| Object pointing dataset rows |
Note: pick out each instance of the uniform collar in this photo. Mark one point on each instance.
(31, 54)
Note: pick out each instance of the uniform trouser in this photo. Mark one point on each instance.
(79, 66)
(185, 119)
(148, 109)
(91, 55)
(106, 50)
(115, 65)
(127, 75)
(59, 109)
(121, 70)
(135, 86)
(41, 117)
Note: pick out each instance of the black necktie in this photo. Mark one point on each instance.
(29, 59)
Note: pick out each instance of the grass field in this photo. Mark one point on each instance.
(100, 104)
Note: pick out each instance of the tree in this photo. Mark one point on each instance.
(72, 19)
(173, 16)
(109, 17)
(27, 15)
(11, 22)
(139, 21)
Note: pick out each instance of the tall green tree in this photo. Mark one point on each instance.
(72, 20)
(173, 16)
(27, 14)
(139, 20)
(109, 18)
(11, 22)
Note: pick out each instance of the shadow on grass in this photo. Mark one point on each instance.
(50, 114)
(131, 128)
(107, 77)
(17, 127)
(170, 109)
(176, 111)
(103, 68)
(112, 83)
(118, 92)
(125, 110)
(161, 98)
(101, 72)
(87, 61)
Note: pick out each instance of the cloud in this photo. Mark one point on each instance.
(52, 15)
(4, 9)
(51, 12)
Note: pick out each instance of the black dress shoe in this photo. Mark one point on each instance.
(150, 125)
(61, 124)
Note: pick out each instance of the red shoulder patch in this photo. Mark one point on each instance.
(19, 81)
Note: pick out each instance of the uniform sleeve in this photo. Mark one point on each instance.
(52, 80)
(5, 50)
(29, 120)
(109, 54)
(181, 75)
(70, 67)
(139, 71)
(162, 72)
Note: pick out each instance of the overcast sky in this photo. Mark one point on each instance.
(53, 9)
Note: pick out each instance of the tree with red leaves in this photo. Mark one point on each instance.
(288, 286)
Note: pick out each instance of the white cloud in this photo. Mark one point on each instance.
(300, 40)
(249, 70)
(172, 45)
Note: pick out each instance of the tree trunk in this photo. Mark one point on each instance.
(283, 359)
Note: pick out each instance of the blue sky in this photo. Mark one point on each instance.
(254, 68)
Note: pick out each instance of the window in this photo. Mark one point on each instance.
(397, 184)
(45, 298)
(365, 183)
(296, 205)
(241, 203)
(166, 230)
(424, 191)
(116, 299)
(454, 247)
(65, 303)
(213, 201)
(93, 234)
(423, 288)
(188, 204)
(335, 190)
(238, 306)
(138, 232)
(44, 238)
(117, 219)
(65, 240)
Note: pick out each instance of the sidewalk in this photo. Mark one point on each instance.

| Task |
In the entries above, take the line containing "Note: pick out each instance of the tall" and each later line through the last, and repeat them exactly. Output nothing else.

| Finished answer |
Note: pick out each instance of the tall green tree in this photo. Mark one point on each instance.
(72, 20)
(173, 16)
(27, 14)
(139, 20)
(109, 18)
(11, 22)
Note: pick out each instance of the shadow on grass in this photo. Mark one point on each instance.
(50, 114)
(131, 128)
(107, 77)
(17, 127)
(170, 109)
(176, 111)
(103, 68)
(112, 83)
(118, 92)
(125, 110)
(161, 98)
(101, 72)
(87, 61)
Note: pick out each instance of the cloud in this photo. Mark one point on each instance.
(52, 15)
(4, 9)
(51, 12)
Note: pick out each instance of the black dress shoe in this photo. Mark one point on each instance.
(150, 125)
(61, 124)
Note: pick out each instance of the red shoulder patch in this photo. Mark one point on each instance.
(19, 81)
Note: pick out each instance of the uniform sleeve in this photo. Mark one point on each instance.
(52, 80)
(5, 50)
(29, 120)
(109, 54)
(181, 75)
(70, 67)
(139, 71)
(162, 72)
Note: pick out each instance of the overcast sky in this photo. Mark one point on each instance.
(53, 9)
Note: pick out each instance of the tree with red leaves in this photo. Mark one point on each instance.
(288, 286)
Note: pick out each instance of the white cloud in this photo. Mark one point on each instance.
(300, 40)
(249, 70)
(172, 45)
Note: pick out each instance of the tree trunk in this photo. Mark one point on each instance.
(283, 359)
Note: pick out each instance of the blue sky in this photo. Mark one point on each instance.
(254, 68)
Note: pick out each instance of the window in this photo. Mark one point on each instance.
(397, 184)
(45, 298)
(365, 183)
(296, 205)
(241, 203)
(166, 230)
(424, 191)
(116, 299)
(454, 247)
(65, 303)
(213, 201)
(93, 234)
(423, 288)
(188, 204)
(335, 190)
(238, 306)
(138, 232)
(44, 238)
(117, 219)
(65, 240)
Note: pick out each instance of the sidewalk in this photo. Mark one point on each instance.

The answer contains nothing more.